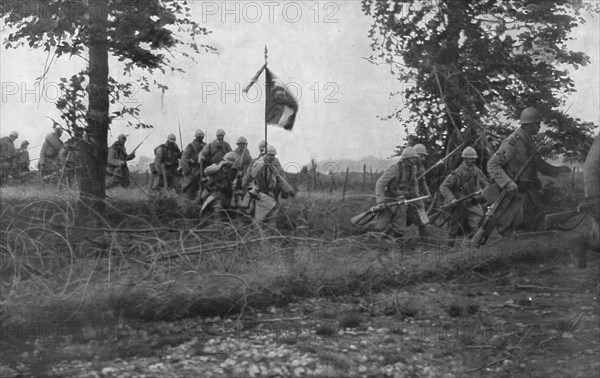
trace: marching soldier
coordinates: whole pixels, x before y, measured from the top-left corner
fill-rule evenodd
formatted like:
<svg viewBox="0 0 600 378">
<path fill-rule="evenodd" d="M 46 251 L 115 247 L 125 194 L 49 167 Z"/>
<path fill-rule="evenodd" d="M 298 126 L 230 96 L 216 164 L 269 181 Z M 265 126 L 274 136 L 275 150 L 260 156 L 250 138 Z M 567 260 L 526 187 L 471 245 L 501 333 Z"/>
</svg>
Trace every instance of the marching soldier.
<svg viewBox="0 0 600 378">
<path fill-rule="evenodd" d="M 128 187 L 129 181 L 129 168 L 127 162 L 135 159 L 135 152 L 128 154 L 125 149 L 125 142 L 127 136 L 120 134 L 117 140 L 108 149 L 108 157 L 106 164 L 106 189 L 114 186 Z"/>
<path fill-rule="evenodd" d="M 466 147 L 462 152 L 463 162 L 440 186 L 440 194 L 445 199 L 445 204 L 456 204 L 450 210 L 450 223 L 448 224 L 448 246 L 454 246 L 454 239 L 462 229 L 468 232 L 477 230 L 483 208 L 481 207 L 481 195 L 474 196 L 469 200 L 457 203 L 458 200 L 476 193 L 488 184 L 481 169 L 475 166 L 477 152 L 473 147 Z"/>
<path fill-rule="evenodd" d="M 429 196 L 429 198 L 425 201 L 417 201 L 414 206 L 410 206 L 408 208 L 408 220 L 406 226 L 409 226 L 413 223 L 416 224 L 419 229 L 419 236 L 421 239 L 427 240 L 430 235 L 428 227 L 429 217 L 427 216 L 424 202 L 431 200 L 431 192 L 429 191 L 429 186 L 427 186 L 427 181 L 425 180 L 425 159 L 427 159 L 429 154 L 427 153 L 425 146 L 421 143 L 415 144 L 414 149 L 419 157 L 419 160 L 415 166 L 418 178 L 417 184 L 419 186 L 419 195 Z"/>
<path fill-rule="evenodd" d="M 158 186 L 156 188 L 177 188 L 179 185 L 179 173 L 177 167 L 181 150 L 177 146 L 175 134 L 167 136 L 167 142 L 154 149 L 154 167 L 158 174 Z"/>
<path fill-rule="evenodd" d="M 243 174 L 250 164 L 252 164 L 252 156 L 248 151 L 248 141 L 244 137 L 239 137 L 237 142 L 237 148 L 233 151 L 238 156 L 235 162 L 234 168 L 238 170 L 238 173 Z"/>
<path fill-rule="evenodd" d="M 62 132 L 59 125 L 54 125 L 52 132 L 44 138 L 39 162 L 42 177 L 52 175 L 60 170 L 58 153 L 63 146 L 63 141 L 60 140 Z"/>
<path fill-rule="evenodd" d="M 203 167 L 208 167 L 211 164 L 219 163 L 223 160 L 226 153 L 233 151 L 229 143 L 225 140 L 225 131 L 217 130 L 217 139 L 213 140 L 200 152 L 200 161 Z"/>
<path fill-rule="evenodd" d="M 196 193 L 200 189 L 199 181 L 202 178 L 202 167 L 198 156 L 206 143 L 204 142 L 204 131 L 196 130 L 195 139 L 188 144 L 181 155 L 181 191 L 187 195 L 190 200 L 196 198 Z"/>
<path fill-rule="evenodd" d="M 205 198 L 202 204 L 200 214 L 206 209 L 212 209 L 220 219 L 225 219 L 225 209 L 229 207 L 233 195 L 233 180 L 236 172 L 233 169 L 233 164 L 237 160 L 235 152 L 231 151 L 223 156 L 219 163 L 213 163 L 206 167 L 204 175 L 206 176 L 204 191 Z"/>
<path fill-rule="evenodd" d="M 375 197 L 378 204 L 416 198 L 419 186 L 416 176 L 416 164 L 419 157 L 413 147 L 406 147 L 397 164 L 389 166 L 375 185 Z M 377 213 L 379 230 L 396 238 L 404 236 L 406 231 L 407 205 L 399 204 Z"/>
<path fill-rule="evenodd" d="M 24 140 L 21 142 L 21 147 L 17 149 L 13 158 L 13 172 L 15 177 L 22 177 L 24 173 L 30 172 L 29 169 L 29 142 Z"/>
<path fill-rule="evenodd" d="M 19 138 L 19 133 L 11 131 L 7 137 L 0 139 L 0 183 L 6 181 L 12 173 L 13 160 L 15 158 L 15 140 Z"/>
<path fill-rule="evenodd" d="M 583 185 L 585 198 L 591 206 L 592 229 L 582 238 L 583 243 L 577 253 L 579 268 L 587 266 L 585 255 L 588 249 L 596 252 L 600 250 L 600 134 L 594 138 L 594 143 L 585 159 Z"/>
<path fill-rule="evenodd" d="M 278 194 L 282 193 L 282 198 L 294 196 L 294 189 L 281 176 L 278 170 L 273 166 L 277 149 L 268 145 L 266 154 L 256 160 L 252 165 L 253 189 L 250 195 L 254 197 L 254 221 L 257 223 L 266 222 L 273 225 L 275 215 L 279 208 Z"/>
<path fill-rule="evenodd" d="M 490 177 L 500 189 L 506 188 L 509 195 L 498 208 L 495 227 L 502 236 L 510 235 L 523 224 L 525 218 L 530 226 L 535 224 L 535 202 L 533 197 L 541 183 L 538 172 L 544 176 L 556 177 L 561 172 L 570 172 L 569 167 L 555 167 L 535 156 L 525 167 L 518 182 L 512 180 L 527 159 L 537 153 L 533 136 L 540 131 L 540 112 L 533 107 L 523 109 L 519 120 L 521 127 L 504 139 L 498 151 L 487 163 Z M 484 195 L 487 194 L 484 191 Z M 489 197 L 489 196 L 488 196 Z M 486 198 L 489 203 L 495 198 Z"/>
</svg>

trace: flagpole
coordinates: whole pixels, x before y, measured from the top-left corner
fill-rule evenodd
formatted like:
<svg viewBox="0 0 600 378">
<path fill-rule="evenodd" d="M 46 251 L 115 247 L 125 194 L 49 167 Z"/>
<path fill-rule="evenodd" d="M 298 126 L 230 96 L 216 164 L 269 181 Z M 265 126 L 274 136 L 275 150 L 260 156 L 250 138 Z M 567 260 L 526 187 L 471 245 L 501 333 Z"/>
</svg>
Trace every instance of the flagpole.
<svg viewBox="0 0 600 378">
<path fill-rule="evenodd" d="M 269 96 L 269 72 L 267 71 L 267 45 L 265 45 L 265 152 L 268 145 L 267 142 L 267 96 Z"/>
</svg>

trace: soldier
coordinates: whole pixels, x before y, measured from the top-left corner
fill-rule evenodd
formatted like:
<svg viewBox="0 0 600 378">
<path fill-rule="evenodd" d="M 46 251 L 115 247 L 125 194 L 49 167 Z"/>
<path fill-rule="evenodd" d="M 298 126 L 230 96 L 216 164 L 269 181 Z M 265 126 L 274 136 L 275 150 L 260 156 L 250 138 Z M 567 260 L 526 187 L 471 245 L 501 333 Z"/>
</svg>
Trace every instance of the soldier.
<svg viewBox="0 0 600 378">
<path fill-rule="evenodd" d="M 413 147 L 406 147 L 397 164 L 389 166 L 375 185 L 377 203 L 411 199 L 419 196 L 416 164 L 419 157 Z M 400 204 L 377 213 L 377 227 L 396 238 L 406 231 L 407 206 Z"/>
<path fill-rule="evenodd" d="M 279 208 L 278 194 L 282 193 L 283 198 L 294 196 L 292 186 L 273 166 L 276 154 L 277 149 L 269 144 L 266 154 L 252 165 L 251 172 L 253 189 L 250 194 L 255 200 L 254 221 L 266 222 L 270 226 L 273 226 Z"/>
<path fill-rule="evenodd" d="M 15 140 L 19 138 L 19 133 L 11 131 L 7 137 L 0 139 L 0 183 L 12 173 L 13 160 L 17 150 L 15 149 Z"/>
<path fill-rule="evenodd" d="M 583 235 L 582 245 L 577 251 L 577 266 L 585 268 L 587 250 L 600 251 L 600 134 L 594 138 L 594 143 L 587 154 L 583 165 L 583 189 L 585 198 L 590 205 L 592 229 Z M 599 284 L 600 287 L 600 284 Z"/>
<path fill-rule="evenodd" d="M 233 194 L 233 180 L 236 174 L 233 164 L 236 159 L 235 152 L 230 151 L 219 163 L 213 163 L 204 170 L 204 185 L 207 190 L 203 192 L 205 198 L 202 198 L 204 203 L 200 214 L 206 209 L 212 209 L 217 217 L 225 219 L 224 210 L 229 207 Z"/>
<path fill-rule="evenodd" d="M 248 151 L 248 141 L 244 137 L 239 137 L 237 142 L 237 148 L 233 151 L 238 156 L 235 162 L 234 168 L 238 170 L 238 173 L 246 172 L 246 169 L 252 164 L 252 156 Z"/>
<path fill-rule="evenodd" d="M 59 125 L 54 125 L 52 132 L 44 138 L 39 162 L 42 177 L 56 174 L 60 170 L 58 153 L 63 146 L 63 141 L 60 140 L 62 132 Z"/>
<path fill-rule="evenodd" d="M 220 162 L 226 153 L 233 151 L 224 138 L 225 131 L 219 129 L 217 130 L 217 139 L 204 146 L 199 157 L 203 167 Z"/>
<path fill-rule="evenodd" d="M 427 210 L 425 209 L 425 203 L 431 201 L 431 192 L 429 191 L 429 186 L 427 186 L 427 181 L 425 180 L 425 159 L 429 155 L 427 153 L 427 149 L 421 143 L 417 143 L 414 145 L 414 149 L 419 156 L 419 160 L 416 164 L 416 172 L 417 172 L 417 184 L 419 185 L 419 196 L 429 196 L 428 199 L 424 201 L 417 201 L 414 206 L 410 206 L 408 208 L 408 220 L 406 226 L 410 226 L 411 224 L 416 224 L 419 229 L 419 236 L 422 240 L 428 240 L 430 232 L 429 232 L 429 217 L 427 216 Z M 420 178 L 419 178 L 420 177 Z"/>
<path fill-rule="evenodd" d="M 508 195 L 498 207 L 498 216 L 495 227 L 502 236 L 510 235 L 523 224 L 525 217 L 530 219 L 529 226 L 535 225 L 535 205 L 532 199 L 535 191 L 541 186 L 537 177 L 539 173 L 545 176 L 556 177 L 561 172 L 570 172 L 569 167 L 555 167 L 546 163 L 539 156 L 535 156 L 525 167 L 519 182 L 514 182 L 513 177 L 525 164 L 532 154 L 537 152 L 533 136 L 540 131 L 540 112 L 533 107 L 523 109 L 519 120 L 521 127 L 515 130 L 508 138 L 504 139 L 498 151 L 487 163 L 490 177 L 500 189 L 506 188 Z M 484 191 L 484 194 L 487 191 Z M 495 198 L 486 198 L 490 203 Z"/>
<path fill-rule="evenodd" d="M 196 193 L 200 189 L 199 181 L 202 179 L 202 167 L 198 156 L 206 143 L 204 142 L 204 131 L 196 130 L 195 139 L 188 144 L 181 155 L 181 191 L 187 195 L 190 200 L 196 198 Z"/>
<path fill-rule="evenodd" d="M 462 152 L 463 162 L 455 170 L 450 172 L 448 177 L 440 186 L 440 194 L 445 199 L 445 204 L 454 204 L 457 200 L 466 197 L 472 193 L 482 190 L 488 184 L 487 179 L 481 169 L 475 166 L 477 152 L 473 147 L 466 147 Z M 448 224 L 448 247 L 454 246 L 454 239 L 461 230 L 474 232 L 483 218 L 483 208 L 481 207 L 481 195 L 472 199 L 465 200 L 450 210 L 450 223 Z"/>
<path fill-rule="evenodd" d="M 264 140 L 261 140 L 260 143 L 258 143 L 259 155 L 256 159 L 252 160 L 252 162 L 246 169 L 246 172 L 244 173 L 244 177 L 242 178 L 241 187 L 238 189 L 238 195 L 240 195 L 240 196 L 244 195 L 244 197 L 243 197 L 244 199 L 242 200 L 242 203 L 244 204 L 242 207 L 244 207 L 244 208 L 248 208 L 248 206 L 250 206 L 250 201 L 251 201 L 250 195 L 248 194 L 248 190 L 251 189 L 252 167 L 254 166 L 254 164 L 257 161 L 259 161 L 263 156 L 265 156 L 266 148 L 267 148 L 267 143 Z M 281 163 L 279 162 L 279 159 L 277 159 L 277 157 L 275 155 L 273 155 L 270 164 L 273 168 L 275 168 L 275 170 L 277 171 L 277 173 L 280 176 L 283 176 L 283 168 L 281 167 Z M 252 209 L 247 209 L 247 211 L 253 212 Z"/>
<path fill-rule="evenodd" d="M 24 140 L 21 142 L 21 147 L 16 150 L 15 157 L 13 158 L 13 174 L 15 177 L 22 177 L 23 174 L 30 172 L 29 169 L 29 142 Z"/>
<path fill-rule="evenodd" d="M 158 174 L 158 186 L 155 189 L 170 189 L 179 186 L 177 166 L 181 157 L 181 150 L 175 143 L 176 141 L 175 135 L 169 134 L 167 142 L 154 149 L 154 167 Z"/>
<path fill-rule="evenodd" d="M 127 142 L 127 135 L 120 134 L 108 149 L 104 182 L 106 189 L 119 185 L 126 188 L 130 184 L 127 162 L 135 159 L 135 152 L 128 154 L 125 142 Z"/>
</svg>

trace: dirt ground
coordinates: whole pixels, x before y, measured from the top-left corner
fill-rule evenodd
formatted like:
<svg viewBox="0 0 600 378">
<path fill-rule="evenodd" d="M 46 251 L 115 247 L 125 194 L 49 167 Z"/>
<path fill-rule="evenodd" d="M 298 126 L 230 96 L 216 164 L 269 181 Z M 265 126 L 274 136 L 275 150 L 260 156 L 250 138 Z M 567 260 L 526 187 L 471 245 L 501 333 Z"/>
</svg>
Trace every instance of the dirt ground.
<svg viewBox="0 0 600 378">
<path fill-rule="evenodd" d="M 26 343 L 0 376 L 597 377 L 599 257 L 578 269 L 564 251 L 224 320 L 3 324 Z"/>
</svg>

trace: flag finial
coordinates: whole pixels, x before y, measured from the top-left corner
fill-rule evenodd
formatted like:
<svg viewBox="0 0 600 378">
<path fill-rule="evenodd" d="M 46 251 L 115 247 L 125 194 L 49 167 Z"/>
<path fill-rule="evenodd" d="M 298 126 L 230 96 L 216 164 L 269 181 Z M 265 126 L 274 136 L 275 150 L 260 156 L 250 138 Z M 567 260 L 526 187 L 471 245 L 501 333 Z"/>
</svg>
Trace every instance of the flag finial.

Goal of the exercise →
Beginning with the line that contains "trace: dirt ground", repeat every line through the end of the records and nothing more.

Finished exercise →
trace: dirt ground
coordinates: whole pixels, x before y, measured from the top-left corner
fill-rule evenodd
formatted like:
<svg viewBox="0 0 600 378">
<path fill-rule="evenodd" d="M 46 251 L 115 247 L 125 194 L 49 167 Z"/>
<path fill-rule="evenodd" d="M 298 126 L 230 96 L 216 164 L 269 181 Z M 265 126 L 274 136 L 275 150 L 260 156 L 250 138 Z M 567 260 L 526 187 L 471 245 L 501 333 Z"/>
</svg>
Trace every instance of the dirt ground.
<svg viewBox="0 0 600 378">
<path fill-rule="evenodd" d="M 26 343 L 0 376 L 597 377 L 599 257 L 578 269 L 564 251 L 224 320 L 3 324 Z"/>
</svg>

trace: flag finial
coordinates: whole pixels, x before y, measured from the top-left corner
fill-rule evenodd
formatted like:
<svg viewBox="0 0 600 378">
<path fill-rule="evenodd" d="M 46 251 L 115 247 L 125 194 L 49 167 Z"/>
<path fill-rule="evenodd" d="M 298 126 L 230 96 L 216 164 L 269 181 Z M 265 126 L 274 136 L 275 150 L 260 156 L 250 138 Z M 567 260 L 526 187 L 471 245 L 501 333 Z"/>
</svg>
Trace every instance of the flag finial.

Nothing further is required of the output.